Records from a point-labeling set:
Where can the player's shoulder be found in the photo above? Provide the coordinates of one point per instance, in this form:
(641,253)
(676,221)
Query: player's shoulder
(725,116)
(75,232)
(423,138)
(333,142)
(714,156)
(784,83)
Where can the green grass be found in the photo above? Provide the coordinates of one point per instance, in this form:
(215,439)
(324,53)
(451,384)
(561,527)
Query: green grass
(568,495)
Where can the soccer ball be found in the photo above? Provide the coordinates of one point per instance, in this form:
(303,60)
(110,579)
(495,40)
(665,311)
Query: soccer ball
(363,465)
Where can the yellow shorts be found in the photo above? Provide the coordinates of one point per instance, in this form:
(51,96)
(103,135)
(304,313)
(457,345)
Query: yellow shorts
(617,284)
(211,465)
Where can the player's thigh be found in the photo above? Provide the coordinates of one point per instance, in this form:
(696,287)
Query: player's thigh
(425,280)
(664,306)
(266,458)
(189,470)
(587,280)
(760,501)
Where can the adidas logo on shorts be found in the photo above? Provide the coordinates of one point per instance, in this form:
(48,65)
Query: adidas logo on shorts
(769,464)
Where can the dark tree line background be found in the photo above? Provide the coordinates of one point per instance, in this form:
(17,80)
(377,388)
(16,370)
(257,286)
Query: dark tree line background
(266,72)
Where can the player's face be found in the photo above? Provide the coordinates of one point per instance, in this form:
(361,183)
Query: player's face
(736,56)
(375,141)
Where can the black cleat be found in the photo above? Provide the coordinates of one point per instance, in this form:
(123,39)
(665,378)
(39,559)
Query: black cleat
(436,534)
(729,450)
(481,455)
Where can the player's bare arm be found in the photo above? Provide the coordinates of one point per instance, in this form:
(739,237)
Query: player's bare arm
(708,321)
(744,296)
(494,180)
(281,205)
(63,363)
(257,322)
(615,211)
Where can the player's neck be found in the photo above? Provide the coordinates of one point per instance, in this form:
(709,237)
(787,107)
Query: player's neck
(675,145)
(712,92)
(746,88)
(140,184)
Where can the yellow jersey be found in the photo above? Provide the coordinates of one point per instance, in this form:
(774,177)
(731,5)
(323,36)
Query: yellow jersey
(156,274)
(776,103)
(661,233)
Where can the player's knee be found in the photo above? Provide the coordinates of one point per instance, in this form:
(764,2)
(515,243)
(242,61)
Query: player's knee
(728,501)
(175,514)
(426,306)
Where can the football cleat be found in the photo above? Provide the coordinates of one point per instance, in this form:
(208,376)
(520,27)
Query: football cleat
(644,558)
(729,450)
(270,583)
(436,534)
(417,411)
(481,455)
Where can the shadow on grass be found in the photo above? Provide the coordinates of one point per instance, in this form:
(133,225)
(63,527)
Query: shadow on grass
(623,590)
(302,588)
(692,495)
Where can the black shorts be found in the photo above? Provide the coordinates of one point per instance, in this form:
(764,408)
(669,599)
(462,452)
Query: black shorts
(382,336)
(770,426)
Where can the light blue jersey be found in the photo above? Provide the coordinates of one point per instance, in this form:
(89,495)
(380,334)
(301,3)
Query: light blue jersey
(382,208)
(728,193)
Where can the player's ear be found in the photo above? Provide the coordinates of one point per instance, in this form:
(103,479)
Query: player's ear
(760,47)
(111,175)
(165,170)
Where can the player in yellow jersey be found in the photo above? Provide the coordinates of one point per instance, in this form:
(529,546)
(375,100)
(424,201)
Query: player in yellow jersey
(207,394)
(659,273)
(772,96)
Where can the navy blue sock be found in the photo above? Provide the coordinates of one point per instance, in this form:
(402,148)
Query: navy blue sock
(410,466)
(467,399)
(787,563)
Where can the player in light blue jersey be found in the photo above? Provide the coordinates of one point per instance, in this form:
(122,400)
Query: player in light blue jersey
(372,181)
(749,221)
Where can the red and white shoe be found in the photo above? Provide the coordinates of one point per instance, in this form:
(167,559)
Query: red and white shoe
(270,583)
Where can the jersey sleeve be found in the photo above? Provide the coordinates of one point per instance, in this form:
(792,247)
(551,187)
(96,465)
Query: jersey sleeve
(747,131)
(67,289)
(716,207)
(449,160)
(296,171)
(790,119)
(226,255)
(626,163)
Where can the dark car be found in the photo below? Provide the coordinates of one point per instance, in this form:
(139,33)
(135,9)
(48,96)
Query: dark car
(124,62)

_Goal of the exercise_
Please copy every one of the records above line for line, changing nothing.

_Worked solution_
Where can the player's shoulder be found in the photo above? Provide the coordinates of one point per instance, in this form:
(641,253)
(676,221)
Query: player's shoulder
(725,116)
(75,232)
(423,138)
(333,142)
(714,156)
(784,83)
Where can the green grass be found in the photo above? Provide the coordinates of one point per instance, in this form:
(215,439)
(324,53)
(451,384)
(561,527)
Query: green grass
(568,495)
Where can the soccer ball be found in the photo above? Provide the coordinates of one point per instance, in this form:
(303,60)
(110,579)
(495,40)
(665,311)
Query: soccer ball
(363,465)
Where can the yellow shorts be found in the photo above? Provide the coordinates of one point per instance, in this form:
(51,96)
(103,135)
(304,313)
(457,345)
Query: yellow shorts
(617,284)
(211,465)
Where can the player's thigh be found in the photo above? Provide the coordinates of one point per instance, in this form:
(696,287)
Query: player's thigh
(425,280)
(664,306)
(266,458)
(189,470)
(587,280)
(760,501)
Where can the adidas logo on shorts be found in the photo above? Provide the coordinates of one point per instance, in this form:
(48,65)
Query: adidas logo on shorts
(769,464)
Where can the dark tree line background be found in the photo above? Provide the coordinates of one point per instance, in this form:
(17,80)
(377,388)
(16,370)
(257,286)
Query: dark tree line background
(266,72)
Where can the player's face be found in the photo above? Provide the coordinates of one point per instance, in this form:
(361,183)
Query: player's face
(736,56)
(375,141)
Where can the black cleat be found in the photo above? Provide the coordinates of one point per instance, in this form:
(123,39)
(665,378)
(39,559)
Query: black cleat
(436,534)
(729,450)
(481,455)
Where can the player's bare arm be found in the photo above? Provide the coordinates of one point per instance, in this form:
(739,237)
Query: player's bare arm
(708,321)
(744,296)
(494,180)
(281,205)
(63,363)
(257,322)
(615,211)
Where can the player's neck be found in the photo above? Provide the coordinates of one point per instance, in this form:
(709,237)
(787,107)
Query: player's neck
(675,145)
(712,92)
(746,88)
(140,184)
Where can the yellow jersey be found in the photo above? Provide the coordinates of one point per instance, in this form:
(774,177)
(731,5)
(323,36)
Query: yellow jersey
(156,274)
(776,103)
(661,233)
Where can the player's knee be found in the photo above? Provide the coordinates of one point per instance, in this form:
(764,2)
(515,243)
(242,61)
Query: player's knee
(728,501)
(175,514)
(426,306)
Where can the football cleat be found in the photo above? Provide the coordinates of one point per instance, in this form:
(208,376)
(520,27)
Query: football cleat
(644,558)
(729,450)
(270,583)
(436,534)
(417,411)
(481,455)
Where can the shadow on grass be found in the photo above? Provide the coordinates of one point per instance, in this form:
(133,225)
(63,527)
Query: shadow on grass
(623,590)
(302,588)
(692,495)
Where can the black shorts be found in the photo above? Provide the coordinates of one point per instance, in this form:
(764,408)
(669,599)
(462,452)
Query: black shorts
(382,336)
(770,426)
Where can the light blue jersey be found in the photo above? Provide the coordinates of one point per instance, in this form:
(89,495)
(380,334)
(301,3)
Query: light blue jersey
(382,208)
(728,193)
Where can the player's ear be found in the photo above? Provide the coordinates of one point per instance, in this form:
(103,479)
Query: player's ear
(760,47)
(111,175)
(165,170)
Where can the player in yellow jersey be found in the photo above? Provide the coordinates of one point per instance, in this form:
(529,546)
(375,100)
(424,201)
Query: player in yellow jersey
(207,394)
(659,273)
(772,96)
Where can the navy blue sock be found in the photo above? Provide the coordinates of one point per instance, in this form:
(402,148)
Query: navy blue sock
(410,466)
(467,399)
(787,563)
Where can the player in light blue jersey be found in the photo above? Provide the coordinates of one point per instance, in this form:
(122,400)
Query: player in light blue jersey
(372,181)
(749,221)
Where can the red and white shoe be found in the photo above? Provide the coordinates of one point per instance, in this form:
(167,559)
Query: red and white shoe
(270,583)
Where can the jersey sleeve be found in the photo above? Provide the coordinates of one point per instance, in this form:
(792,247)
(551,187)
(96,465)
Query: jersey sleeve
(747,131)
(67,289)
(716,207)
(449,160)
(296,171)
(790,119)
(226,255)
(626,163)
Where can the dark car be found in the photo below? Provide the coordinates of one point per instance, in this form:
(139,33)
(135,9)
(48,96)
Query: dark car
(124,62)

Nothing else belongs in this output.